Because FCPS uses an electronic system, renewal should be straightforward — locate the form, update the school year and any changed information (new grade levels, updated address), and resubmit.
Withdrawing from Fayette County Public School to Homeschool
If your child is currently enrolled in a Fayette County school, withdrawing to homeschool involves two separate steps.
Step 1: Formally disenroll from the school. Contact the school's front office and inform them that your child is withdrawing. Ask what their process is — most schools will ask you to come in and sign withdrawal paperwork. You do not need to explain why you are leaving or provide a plan for homeschooling.
Step 2: File your homeschool notification with FCPS. Complete the electronic letter of intent within ten days of beginning instruction. This notifies the district that your child is enrolled in a non-public private school (your home school) rather than absent from school.
Do not skip Step 2 under the assumption that withdrawing from the individual school also notifies the district. The school registrar processes enrollment records; the district's homeschool notification process is separate. Filing both ensures your child does not appear on the district's absentee tracking as a truant student.
Lexington's Homeschool Community
Fayette County's rapid homeschool growth has produced a relatively active community infrastructure in the Lexington area. Local co-ops, tutorial programs, and homeschool sports leagues serve the area. Filing your letter of intent with FCPS is the administrative entry point; connecting with local groups gives your homeschool the social infrastructure that formal compliance paperwork cannot provide.

Problems to work on:
1. In the FCPS homeschool text, how soon after beginning instruction must the electronic letter of intent be completed?
2. Retype the FCPS homeschool text from the words "Withdrawing from Fayette" through the words "two separate steps.".
Rely only on the FCPS homeschool text for your answers.

Data entries:
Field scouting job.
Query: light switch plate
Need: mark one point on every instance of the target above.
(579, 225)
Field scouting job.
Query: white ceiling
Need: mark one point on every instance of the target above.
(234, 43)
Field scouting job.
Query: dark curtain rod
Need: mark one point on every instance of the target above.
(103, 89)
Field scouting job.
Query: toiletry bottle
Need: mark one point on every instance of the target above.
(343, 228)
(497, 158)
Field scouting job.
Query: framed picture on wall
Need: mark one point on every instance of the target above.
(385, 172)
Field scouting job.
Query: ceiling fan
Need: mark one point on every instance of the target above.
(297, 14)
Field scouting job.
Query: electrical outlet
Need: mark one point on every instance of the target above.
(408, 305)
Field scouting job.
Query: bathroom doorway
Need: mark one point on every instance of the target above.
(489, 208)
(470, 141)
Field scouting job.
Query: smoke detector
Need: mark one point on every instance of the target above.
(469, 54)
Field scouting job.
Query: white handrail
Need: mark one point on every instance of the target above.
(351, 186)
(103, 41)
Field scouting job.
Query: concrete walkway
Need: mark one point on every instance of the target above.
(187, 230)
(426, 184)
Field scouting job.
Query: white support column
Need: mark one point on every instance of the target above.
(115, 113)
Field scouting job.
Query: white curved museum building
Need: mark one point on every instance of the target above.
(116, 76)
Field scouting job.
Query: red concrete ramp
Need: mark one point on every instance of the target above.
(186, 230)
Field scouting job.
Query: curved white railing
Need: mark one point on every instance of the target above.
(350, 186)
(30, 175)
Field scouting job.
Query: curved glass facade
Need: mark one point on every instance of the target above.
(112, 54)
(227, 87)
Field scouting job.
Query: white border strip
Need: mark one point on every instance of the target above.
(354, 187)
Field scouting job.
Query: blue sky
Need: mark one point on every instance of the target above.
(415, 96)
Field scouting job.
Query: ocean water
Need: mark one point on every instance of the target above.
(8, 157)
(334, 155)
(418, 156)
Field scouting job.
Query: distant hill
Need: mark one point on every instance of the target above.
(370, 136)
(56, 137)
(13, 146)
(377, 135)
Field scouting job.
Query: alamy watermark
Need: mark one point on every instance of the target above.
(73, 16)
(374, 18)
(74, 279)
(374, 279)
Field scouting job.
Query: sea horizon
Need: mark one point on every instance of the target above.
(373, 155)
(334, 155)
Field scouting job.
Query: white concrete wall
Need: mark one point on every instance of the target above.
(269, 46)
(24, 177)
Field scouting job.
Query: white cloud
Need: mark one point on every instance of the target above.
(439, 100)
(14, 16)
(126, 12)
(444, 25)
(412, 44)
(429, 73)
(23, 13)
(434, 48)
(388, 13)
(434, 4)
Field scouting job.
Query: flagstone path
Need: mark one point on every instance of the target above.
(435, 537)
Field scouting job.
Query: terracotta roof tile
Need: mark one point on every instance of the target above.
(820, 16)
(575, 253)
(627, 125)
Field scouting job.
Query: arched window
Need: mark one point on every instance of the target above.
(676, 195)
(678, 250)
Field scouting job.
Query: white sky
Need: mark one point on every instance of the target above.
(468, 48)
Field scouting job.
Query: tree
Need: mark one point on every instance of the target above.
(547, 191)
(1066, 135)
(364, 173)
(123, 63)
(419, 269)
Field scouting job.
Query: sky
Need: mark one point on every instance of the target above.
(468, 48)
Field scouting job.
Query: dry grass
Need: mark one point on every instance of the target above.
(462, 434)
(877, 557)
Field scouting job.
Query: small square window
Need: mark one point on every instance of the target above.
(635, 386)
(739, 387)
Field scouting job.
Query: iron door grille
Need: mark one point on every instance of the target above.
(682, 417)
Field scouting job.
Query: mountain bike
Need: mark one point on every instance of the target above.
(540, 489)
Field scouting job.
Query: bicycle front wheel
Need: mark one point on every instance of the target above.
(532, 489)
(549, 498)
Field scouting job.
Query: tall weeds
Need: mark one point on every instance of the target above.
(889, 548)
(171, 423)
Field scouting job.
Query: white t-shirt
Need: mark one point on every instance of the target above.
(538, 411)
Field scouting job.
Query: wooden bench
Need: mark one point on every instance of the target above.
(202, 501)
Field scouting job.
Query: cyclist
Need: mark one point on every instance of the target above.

Responses to the exercise:
1. Within ten days of beginning instruction.

2.
Withdrawing from Fayette County Public School to Homeschool
If your child is currently enrolled in a Fayette County school, withdrawing to homeschool involves two separate steps.